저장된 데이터
********************

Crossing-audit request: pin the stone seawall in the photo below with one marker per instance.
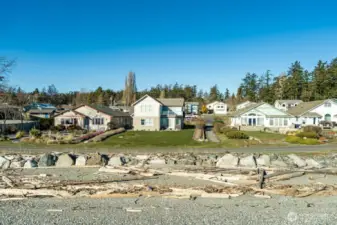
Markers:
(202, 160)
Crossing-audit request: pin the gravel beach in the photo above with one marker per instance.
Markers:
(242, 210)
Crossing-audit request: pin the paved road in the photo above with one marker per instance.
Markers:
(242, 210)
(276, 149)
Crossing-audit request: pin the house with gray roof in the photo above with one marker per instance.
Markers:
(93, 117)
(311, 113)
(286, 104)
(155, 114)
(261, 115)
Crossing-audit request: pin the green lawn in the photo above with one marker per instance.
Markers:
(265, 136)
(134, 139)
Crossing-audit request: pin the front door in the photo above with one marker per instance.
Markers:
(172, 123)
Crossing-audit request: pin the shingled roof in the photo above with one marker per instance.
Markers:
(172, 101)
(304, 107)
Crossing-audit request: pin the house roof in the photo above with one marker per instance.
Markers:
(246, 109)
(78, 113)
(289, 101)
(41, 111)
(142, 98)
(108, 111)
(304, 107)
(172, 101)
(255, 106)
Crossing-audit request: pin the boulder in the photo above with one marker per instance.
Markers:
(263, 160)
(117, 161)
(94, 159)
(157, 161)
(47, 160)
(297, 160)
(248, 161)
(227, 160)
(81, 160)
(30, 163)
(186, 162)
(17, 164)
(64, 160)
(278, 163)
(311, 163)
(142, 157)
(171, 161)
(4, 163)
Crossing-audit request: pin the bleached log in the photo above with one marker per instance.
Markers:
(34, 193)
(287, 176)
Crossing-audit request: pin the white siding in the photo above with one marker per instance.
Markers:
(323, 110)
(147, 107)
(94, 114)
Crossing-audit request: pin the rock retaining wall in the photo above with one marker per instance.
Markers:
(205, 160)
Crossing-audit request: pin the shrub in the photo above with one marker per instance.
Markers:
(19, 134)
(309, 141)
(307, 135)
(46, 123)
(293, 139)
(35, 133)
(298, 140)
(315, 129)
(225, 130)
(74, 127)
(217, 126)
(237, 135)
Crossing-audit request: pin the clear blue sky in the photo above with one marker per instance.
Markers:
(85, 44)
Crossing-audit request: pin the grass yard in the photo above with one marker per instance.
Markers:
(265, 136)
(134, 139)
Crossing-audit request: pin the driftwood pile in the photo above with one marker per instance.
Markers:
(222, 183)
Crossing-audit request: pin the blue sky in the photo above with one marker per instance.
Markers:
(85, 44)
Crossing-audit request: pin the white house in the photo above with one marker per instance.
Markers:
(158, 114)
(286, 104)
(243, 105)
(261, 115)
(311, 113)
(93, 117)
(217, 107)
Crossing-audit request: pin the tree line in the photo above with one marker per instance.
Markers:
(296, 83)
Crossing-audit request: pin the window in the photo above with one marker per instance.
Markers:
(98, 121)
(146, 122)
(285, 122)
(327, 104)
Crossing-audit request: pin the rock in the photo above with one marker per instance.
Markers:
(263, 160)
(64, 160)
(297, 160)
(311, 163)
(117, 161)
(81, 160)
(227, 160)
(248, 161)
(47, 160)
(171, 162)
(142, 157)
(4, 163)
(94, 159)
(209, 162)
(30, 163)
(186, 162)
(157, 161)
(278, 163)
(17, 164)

********************

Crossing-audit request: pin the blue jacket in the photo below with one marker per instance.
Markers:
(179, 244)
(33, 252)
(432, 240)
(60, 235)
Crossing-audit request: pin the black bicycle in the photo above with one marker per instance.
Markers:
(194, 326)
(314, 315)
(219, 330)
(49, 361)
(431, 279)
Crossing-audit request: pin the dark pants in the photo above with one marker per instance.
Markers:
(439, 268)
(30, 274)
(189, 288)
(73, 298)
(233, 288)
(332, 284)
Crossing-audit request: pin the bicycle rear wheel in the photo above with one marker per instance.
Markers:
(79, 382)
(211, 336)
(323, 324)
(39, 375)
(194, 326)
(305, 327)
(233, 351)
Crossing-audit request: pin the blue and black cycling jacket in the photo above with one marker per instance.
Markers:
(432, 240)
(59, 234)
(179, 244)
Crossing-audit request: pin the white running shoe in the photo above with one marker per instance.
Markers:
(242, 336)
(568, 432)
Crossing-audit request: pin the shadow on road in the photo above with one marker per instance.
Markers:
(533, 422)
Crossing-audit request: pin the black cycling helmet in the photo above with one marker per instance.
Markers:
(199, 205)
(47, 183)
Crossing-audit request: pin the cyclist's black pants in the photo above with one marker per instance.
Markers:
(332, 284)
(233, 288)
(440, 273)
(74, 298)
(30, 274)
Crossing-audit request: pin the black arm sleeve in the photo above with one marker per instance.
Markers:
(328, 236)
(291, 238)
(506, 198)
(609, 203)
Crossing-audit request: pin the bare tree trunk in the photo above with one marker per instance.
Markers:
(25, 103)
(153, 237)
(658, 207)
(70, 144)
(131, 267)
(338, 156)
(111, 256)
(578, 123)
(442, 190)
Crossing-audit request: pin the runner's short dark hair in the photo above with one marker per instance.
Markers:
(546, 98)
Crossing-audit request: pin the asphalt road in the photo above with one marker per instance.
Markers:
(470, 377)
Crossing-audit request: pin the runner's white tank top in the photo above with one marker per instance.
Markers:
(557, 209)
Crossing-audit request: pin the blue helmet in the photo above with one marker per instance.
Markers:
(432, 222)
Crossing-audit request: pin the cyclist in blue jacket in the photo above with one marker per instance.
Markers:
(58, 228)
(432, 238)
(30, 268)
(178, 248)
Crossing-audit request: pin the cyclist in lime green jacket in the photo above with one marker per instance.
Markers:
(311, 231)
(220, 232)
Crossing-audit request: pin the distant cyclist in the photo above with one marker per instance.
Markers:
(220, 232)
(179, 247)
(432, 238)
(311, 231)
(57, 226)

********************

할 일: 위 데이터에서 "tree"라는 단어가 들어간 줄을 하나도 빼놓지 말고 모두 뽑아 적으세요.

작업 답안:
Crossing-audit request: pin the tree line in the photo above with one marker per instance.
Crossing-audit request: pin the bare tree trunk in the photo above with one marker per instance.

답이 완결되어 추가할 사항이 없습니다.